** REQUIRED ACTIONS **
[1] In the excerpt on the hand-drawn world map, turn the paragraph that begins "So Mr. Thomas set himself guidelines" into a short bulleted list that keeps its main facts.
[2] Put this sentence from the excerpt on the hand-drawn world map into Spanish: "To craft each creature with sufficient detail, he drew mostly under a magnifying glass, using sandpaper to sculpt his pencil ends to fastidious points."
[3] From the excerpt on the hand-drawn world map, extract the passage between "To craft each" and "to fastidious points.", inclusive, with no changes.

** EXCERPT TO READ **
[Start of section]
At once, his days of solitude were filled with New Zealand’s native birds; cavorting dolphins, turtles and whales; and polar bears on ice floes. Three years, approximately 2,602 working hours and 1,642 animal species later, “Wild World” is a hand-drawn map of our planet that both inspires and celebrates wonder.

Mr. Thomas, an exuberant New Zealander living in Melbourne, Australia, initially anticipated spending less than a year on the project. But as the months wore on and he sank deeper into the “opportunity to escape spiritually, and to not go mad,” he said, the scope of the task grew. It was sometimes a wrench to drag himself away at the end of the day.

A hiker and outdoorsman, Mr. Thomas as a child yearned for a world where nature ruled supreme. His map represents the “idealistic planet that I wanted,” Mr. Thomas, 34, said. “I would look out at Wellington Harbor,” in the New Zealand capital, “and see all the houses, and imagine what it was like before any humans showed up.”

To craft each creature with sufficient detail, he drew mostly under a magnifying glass, using sandpaper to sculpt his pencil ends to fastidious points.

Almost as time-consuming was the research guiding his hand. Should a South Atlantic archipelago be written as the Falkland Islands or Las Malvinas? Did it matter that the thylacine, sometimes called the Tasmanian tiger, is probably extinct? Was a fighting bull Spain’s most iconic animal?

So Mr. Thomas set himself guidelines. Animals should be native to their location and neither domesticated nor extinct. The names of places would, where possible, be the ones preferred by their inhabitants. Human-made borders do not feature. (In practice, this meant both names appear; the thylacine does not; and a Cantabrian brown bear supplanted the toro.)
[End of section]
** SUPPLIED ENTRIES **
[Start of section]
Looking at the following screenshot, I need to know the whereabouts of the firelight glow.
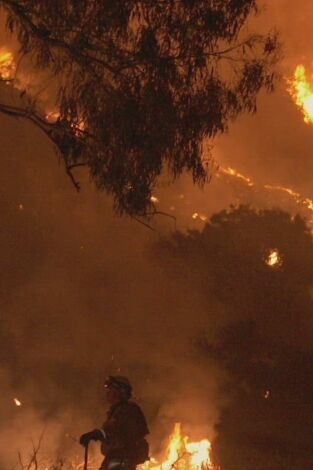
[0,49,15,80]
[288,65,313,124]
[140,423,218,470]
[265,248,283,268]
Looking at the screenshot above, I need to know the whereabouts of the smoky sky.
[0,0,313,466]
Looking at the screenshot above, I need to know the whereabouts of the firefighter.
[79,376,149,470]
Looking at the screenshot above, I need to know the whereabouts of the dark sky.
[0,0,313,467]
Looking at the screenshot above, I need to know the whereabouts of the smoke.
[0,0,313,468]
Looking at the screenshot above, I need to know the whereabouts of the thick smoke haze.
[0,0,313,469]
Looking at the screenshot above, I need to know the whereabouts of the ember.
[265,248,283,268]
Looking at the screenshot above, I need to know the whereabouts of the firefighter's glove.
[79,429,103,447]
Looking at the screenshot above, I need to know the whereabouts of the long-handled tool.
[84,444,89,470]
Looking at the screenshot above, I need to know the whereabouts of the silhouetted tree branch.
[0,0,279,216]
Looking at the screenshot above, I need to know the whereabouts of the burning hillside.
[140,423,218,470]
[288,65,313,124]
[8,423,217,470]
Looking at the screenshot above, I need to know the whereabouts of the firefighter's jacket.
[100,400,149,459]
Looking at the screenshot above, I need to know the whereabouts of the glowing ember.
[288,65,313,124]
[0,49,15,80]
[221,166,254,186]
[141,423,217,470]
[13,398,22,406]
[191,212,208,222]
[265,248,283,268]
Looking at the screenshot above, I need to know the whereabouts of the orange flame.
[13,398,22,407]
[265,248,283,268]
[288,65,313,124]
[141,423,217,470]
[0,49,15,80]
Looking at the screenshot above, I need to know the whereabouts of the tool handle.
[84,444,89,470]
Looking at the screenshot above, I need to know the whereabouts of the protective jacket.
[100,400,149,467]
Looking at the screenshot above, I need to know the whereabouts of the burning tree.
[157,207,313,470]
[0,0,278,215]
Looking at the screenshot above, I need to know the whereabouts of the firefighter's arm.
[79,428,106,447]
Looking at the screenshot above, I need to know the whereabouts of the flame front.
[141,423,218,470]
[288,65,313,124]
[0,49,15,80]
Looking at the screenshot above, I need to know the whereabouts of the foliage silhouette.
[0,0,279,215]
[157,206,313,470]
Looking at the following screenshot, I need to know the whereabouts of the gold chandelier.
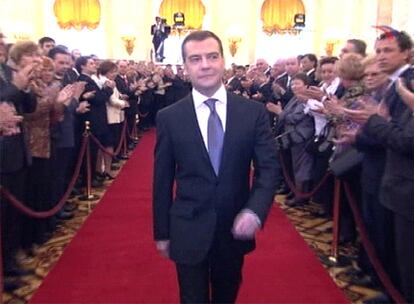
[53,0,101,31]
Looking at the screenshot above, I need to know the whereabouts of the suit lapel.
[186,94,215,175]
[219,93,238,176]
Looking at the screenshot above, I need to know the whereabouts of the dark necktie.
[205,99,224,176]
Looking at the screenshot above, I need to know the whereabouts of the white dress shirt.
[192,85,227,150]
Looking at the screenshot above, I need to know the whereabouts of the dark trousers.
[176,239,244,303]
[358,190,396,281]
[394,213,414,303]
[0,169,27,275]
[23,157,52,248]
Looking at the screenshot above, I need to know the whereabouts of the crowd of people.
[223,30,414,302]
[0,30,414,302]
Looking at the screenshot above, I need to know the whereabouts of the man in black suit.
[151,16,171,62]
[153,31,278,303]
[346,30,414,303]
[0,41,40,291]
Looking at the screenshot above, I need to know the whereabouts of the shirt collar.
[192,85,227,109]
[388,63,410,83]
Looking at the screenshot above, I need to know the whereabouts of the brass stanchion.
[79,120,99,211]
[322,178,349,267]
[121,119,129,159]
[132,114,139,143]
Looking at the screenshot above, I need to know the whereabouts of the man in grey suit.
[153,31,279,303]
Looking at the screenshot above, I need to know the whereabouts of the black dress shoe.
[105,172,115,180]
[95,172,105,182]
[285,198,309,207]
[111,164,121,171]
[362,293,393,304]
[91,179,103,188]
[286,191,295,200]
[4,267,34,277]
[276,186,290,195]
[69,188,81,198]
[3,281,22,292]
[63,203,78,212]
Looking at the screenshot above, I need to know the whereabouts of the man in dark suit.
[0,41,40,291]
[151,16,171,62]
[346,30,414,303]
[153,31,278,303]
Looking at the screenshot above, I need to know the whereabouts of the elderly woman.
[24,57,73,249]
[0,41,40,290]
[92,60,128,180]
[266,73,314,206]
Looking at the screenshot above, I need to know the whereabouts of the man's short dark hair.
[75,56,91,74]
[347,39,367,57]
[98,60,118,75]
[181,31,223,62]
[302,53,318,67]
[292,72,310,85]
[47,46,70,59]
[378,31,413,52]
[319,57,338,66]
[38,36,56,47]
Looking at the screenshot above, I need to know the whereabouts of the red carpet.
[30,132,347,303]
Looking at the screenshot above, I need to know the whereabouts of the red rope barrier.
[90,123,127,157]
[344,182,407,304]
[279,153,332,198]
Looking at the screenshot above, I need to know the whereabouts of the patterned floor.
[3,163,382,304]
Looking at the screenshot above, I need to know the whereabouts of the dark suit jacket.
[0,64,37,173]
[78,74,113,136]
[384,68,414,121]
[364,109,414,221]
[153,93,278,264]
[115,75,138,116]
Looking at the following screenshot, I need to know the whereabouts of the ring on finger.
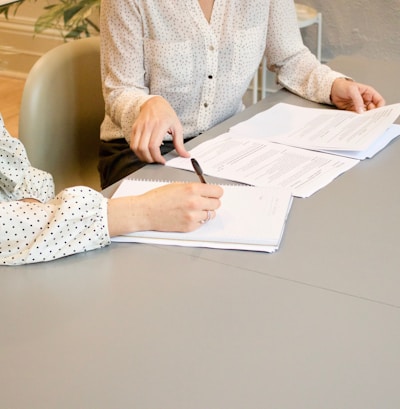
[200,210,211,224]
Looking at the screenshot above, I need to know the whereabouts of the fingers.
[130,97,190,164]
[331,78,385,113]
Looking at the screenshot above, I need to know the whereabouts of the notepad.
[112,179,292,252]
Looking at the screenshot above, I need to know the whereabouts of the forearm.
[0,187,110,265]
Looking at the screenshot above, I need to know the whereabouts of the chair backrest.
[18,37,104,191]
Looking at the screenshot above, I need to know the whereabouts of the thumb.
[173,132,190,158]
[349,86,365,114]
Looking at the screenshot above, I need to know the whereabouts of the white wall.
[0,0,400,76]
[299,0,400,61]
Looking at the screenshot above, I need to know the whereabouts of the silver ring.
[200,210,211,224]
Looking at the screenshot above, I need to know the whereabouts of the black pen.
[191,158,207,183]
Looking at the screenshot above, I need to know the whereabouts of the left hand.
[331,78,385,113]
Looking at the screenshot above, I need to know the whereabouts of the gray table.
[0,57,400,409]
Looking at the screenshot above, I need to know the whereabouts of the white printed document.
[112,179,292,252]
[166,132,359,197]
[230,103,400,152]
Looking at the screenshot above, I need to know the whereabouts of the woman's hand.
[130,96,190,164]
[331,78,385,113]
[108,183,223,236]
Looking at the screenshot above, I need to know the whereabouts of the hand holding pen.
[191,158,207,183]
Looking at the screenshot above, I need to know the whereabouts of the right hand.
[108,183,223,237]
[130,96,190,164]
[142,183,223,232]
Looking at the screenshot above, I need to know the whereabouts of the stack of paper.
[112,179,292,252]
[167,103,400,197]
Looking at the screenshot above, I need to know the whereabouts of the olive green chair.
[19,37,104,191]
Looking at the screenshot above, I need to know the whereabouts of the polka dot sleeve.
[0,187,110,265]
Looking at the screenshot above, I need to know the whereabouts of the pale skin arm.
[331,78,385,113]
[21,183,223,237]
[108,183,223,237]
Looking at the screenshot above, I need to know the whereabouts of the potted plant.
[0,0,100,39]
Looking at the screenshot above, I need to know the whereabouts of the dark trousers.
[98,138,174,189]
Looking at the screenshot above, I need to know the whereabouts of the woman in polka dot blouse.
[0,115,222,265]
[99,0,384,187]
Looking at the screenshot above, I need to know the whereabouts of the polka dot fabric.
[End of section]
** RESPONSES BY ITEM NUMBER **
[1]
- Animals had to be native to their location, not domesticated and not extinct.
- Places would be named, where possible, as their inhabitants prefer.
- Human-made borders are left out.
- In practice, both names for the South Atlantic archipelago appear, the thylacine is not included, and a Cantabrian brown bear took the place of the fighting bull for Spain.

[2] Para dar a cada criatura el detalle suficiente, dibujó sobre todo bajo una lupa, usando papel de lija para afilar las puntas de sus lápices hasta dejarlas meticulosamente finas.

[3]
To craft each creature with sufficient detail, he drew mostly under a magnifying glass, using sandpaper to sculpt his pencil ends to fastidious points.